### DOCUMENT SEGMENT
Art & Architecture
Summer Semester Assignment 2019 “Housing for Singles & Families”
As part of the course “Design Studio 2” in the Department of Architecture at FH Dortmund, students explored how architecture can spatially enable particular human moments.
The starting point of the assignment was an engagement with atmosphere as a central architectural theme. Inspired by descriptions of spatial perception in the work of Peter Zumthor, architecture was not understood solely as a functional organisation of space, but as a conscious composition of situations, light, materiality, and social life.
The central question was: How does a special moment arise? And how can architecture create conditions that enable such moments?
The semester assignment developed a deliberately interdisciplinary design process. Students were first asked to formulate a personal special moment in language—in prose, verse, or poetic description. This moment was then translated into material form using means of visual art. Only through the combination of language, art, and atmosphere did the architectural design for residential housing in Lüdenscheid emerge.
The task thus followed an attitude that does not understand architecture as mere formal production. Spaces emerge from perception, memory, atmosphere, and social responsibility. Architecture becomes a spatial transmitter capable of enabling specific experiences and forms of coexistence.
From the teaching format, a competition on “single and family housing in Lüdenscheid” was developed in 2019, supported by the LüWo AG. The jury consisted of representatives from the housing industry, architecture, art, and academia. Awarded projects were those that did not interpret housing purely functionally, but as a spatial staging of social and atmospheric situations.

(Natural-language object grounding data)

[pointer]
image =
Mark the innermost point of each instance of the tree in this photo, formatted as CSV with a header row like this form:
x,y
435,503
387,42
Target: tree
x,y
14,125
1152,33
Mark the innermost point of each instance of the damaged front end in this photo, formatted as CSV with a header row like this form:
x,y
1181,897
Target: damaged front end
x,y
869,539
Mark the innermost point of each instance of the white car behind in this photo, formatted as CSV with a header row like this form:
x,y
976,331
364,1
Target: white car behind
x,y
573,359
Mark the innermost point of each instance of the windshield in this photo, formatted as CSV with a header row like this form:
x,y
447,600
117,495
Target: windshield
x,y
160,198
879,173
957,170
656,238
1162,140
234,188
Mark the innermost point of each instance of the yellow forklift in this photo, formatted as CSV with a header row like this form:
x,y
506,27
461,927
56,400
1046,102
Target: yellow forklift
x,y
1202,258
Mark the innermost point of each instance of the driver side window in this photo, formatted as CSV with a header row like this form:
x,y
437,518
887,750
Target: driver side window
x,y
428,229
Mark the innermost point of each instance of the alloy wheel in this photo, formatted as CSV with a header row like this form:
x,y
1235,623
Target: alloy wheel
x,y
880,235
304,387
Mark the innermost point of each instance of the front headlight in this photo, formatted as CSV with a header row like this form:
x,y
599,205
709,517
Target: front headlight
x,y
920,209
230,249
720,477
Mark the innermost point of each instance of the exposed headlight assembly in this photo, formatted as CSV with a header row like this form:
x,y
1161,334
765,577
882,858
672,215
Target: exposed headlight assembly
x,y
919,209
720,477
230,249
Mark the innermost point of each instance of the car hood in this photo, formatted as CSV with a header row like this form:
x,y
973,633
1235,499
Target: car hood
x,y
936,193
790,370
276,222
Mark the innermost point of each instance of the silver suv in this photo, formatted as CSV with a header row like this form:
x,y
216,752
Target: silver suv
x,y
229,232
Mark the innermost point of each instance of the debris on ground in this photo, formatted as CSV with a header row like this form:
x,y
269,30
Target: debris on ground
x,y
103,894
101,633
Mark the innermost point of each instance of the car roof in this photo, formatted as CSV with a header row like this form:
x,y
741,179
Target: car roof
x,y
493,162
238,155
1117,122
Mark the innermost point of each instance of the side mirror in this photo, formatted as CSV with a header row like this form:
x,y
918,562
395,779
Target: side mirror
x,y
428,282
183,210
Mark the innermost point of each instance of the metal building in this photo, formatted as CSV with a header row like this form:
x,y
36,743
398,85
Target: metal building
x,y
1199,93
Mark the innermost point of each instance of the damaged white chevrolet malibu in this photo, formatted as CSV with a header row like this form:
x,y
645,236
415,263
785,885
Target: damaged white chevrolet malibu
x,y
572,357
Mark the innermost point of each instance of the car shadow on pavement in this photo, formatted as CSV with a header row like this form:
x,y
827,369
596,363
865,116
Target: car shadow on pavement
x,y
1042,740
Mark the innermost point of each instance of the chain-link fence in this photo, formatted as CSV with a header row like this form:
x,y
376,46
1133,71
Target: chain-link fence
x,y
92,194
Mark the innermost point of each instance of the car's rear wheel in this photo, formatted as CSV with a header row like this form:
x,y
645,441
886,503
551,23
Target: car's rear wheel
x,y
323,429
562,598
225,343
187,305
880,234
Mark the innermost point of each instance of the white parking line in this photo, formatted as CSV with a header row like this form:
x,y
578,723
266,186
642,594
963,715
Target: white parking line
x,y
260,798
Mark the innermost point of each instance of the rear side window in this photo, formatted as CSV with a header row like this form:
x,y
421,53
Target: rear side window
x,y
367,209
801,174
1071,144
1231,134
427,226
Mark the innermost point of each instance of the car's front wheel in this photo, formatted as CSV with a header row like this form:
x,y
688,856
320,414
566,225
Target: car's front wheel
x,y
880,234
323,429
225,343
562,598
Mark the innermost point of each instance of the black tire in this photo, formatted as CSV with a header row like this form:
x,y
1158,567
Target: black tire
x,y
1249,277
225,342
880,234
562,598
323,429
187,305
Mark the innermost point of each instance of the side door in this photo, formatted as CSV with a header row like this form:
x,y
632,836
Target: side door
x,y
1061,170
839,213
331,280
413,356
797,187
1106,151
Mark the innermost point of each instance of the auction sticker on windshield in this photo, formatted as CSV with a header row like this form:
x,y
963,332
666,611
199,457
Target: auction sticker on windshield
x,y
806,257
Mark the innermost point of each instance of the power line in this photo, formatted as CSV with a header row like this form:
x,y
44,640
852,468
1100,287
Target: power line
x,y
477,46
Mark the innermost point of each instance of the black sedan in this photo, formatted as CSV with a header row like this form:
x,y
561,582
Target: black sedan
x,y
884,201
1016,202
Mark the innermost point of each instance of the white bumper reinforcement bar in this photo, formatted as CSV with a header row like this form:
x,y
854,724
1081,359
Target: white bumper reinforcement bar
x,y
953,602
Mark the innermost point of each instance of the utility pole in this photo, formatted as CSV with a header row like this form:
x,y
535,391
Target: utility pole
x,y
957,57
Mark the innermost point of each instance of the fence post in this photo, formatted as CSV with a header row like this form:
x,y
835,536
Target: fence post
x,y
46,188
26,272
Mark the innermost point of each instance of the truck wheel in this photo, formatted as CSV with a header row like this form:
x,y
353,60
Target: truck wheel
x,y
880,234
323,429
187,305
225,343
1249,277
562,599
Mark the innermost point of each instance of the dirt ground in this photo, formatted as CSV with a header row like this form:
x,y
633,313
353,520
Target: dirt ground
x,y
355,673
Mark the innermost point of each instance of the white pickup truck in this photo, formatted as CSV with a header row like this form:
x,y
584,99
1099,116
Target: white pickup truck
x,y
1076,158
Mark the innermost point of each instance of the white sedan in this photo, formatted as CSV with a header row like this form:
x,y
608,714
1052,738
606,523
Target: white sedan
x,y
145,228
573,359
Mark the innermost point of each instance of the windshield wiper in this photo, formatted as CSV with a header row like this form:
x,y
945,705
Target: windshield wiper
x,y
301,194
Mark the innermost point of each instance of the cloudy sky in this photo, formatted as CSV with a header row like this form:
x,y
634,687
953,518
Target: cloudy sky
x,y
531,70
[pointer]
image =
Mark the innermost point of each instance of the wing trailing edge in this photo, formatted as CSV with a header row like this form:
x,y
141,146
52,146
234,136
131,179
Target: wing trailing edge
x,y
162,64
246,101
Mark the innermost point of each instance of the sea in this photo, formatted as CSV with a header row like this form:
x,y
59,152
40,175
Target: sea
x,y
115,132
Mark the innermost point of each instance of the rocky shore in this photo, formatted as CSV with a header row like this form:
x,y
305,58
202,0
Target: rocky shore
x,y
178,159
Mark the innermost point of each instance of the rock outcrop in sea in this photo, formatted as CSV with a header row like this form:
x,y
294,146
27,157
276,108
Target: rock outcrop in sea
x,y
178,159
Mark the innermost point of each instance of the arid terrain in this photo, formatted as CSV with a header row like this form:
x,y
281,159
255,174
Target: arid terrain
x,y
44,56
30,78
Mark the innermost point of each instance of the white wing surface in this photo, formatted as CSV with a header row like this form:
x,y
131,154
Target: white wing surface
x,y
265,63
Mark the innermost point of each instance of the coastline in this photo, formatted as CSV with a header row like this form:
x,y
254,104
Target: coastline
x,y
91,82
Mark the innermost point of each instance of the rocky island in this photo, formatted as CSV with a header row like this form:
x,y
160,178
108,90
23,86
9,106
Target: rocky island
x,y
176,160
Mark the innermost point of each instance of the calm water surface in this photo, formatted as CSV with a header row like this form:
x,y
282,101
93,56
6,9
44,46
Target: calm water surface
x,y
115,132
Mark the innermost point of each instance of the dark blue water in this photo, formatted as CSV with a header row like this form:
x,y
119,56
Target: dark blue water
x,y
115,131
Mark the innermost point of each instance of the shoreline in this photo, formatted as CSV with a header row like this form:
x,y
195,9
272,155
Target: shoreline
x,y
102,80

### SET OF TASKS
• A. According to the assignment description above, which company supported the 2019 competition on single and family housing in Lüdenscheid?
• B. Please continue the assignment description, picking up right after its final sentence about the awarded projects.

### SET OF ANSWERS
• A. LüWo AG

• B.
The winning projects demonstrated diverse approaches: communal kitchens as social centres of domestic life, spatial concepts between privacy and community, or sustainable material and usage systems. What mattered was less formal expression than the ability to translate atmosphere and human experience into spatial terms.
The course was conducted in collaboration with artist and designer Achim Lohse. Excursions and analyses of visual art were used to sensitise students to non-verbal forms of spatial communication. Artists such as Claude Monet, Richard Serra, and Günther Uecker were studied alongside designers and architects from different periods.
The course made clear that architecture does not arise from function or visual language alone. Spaces operate through atmosphere, material, light, movement, and memory. Design therefore carries responsibility—especially where people live and spend their everyday lives.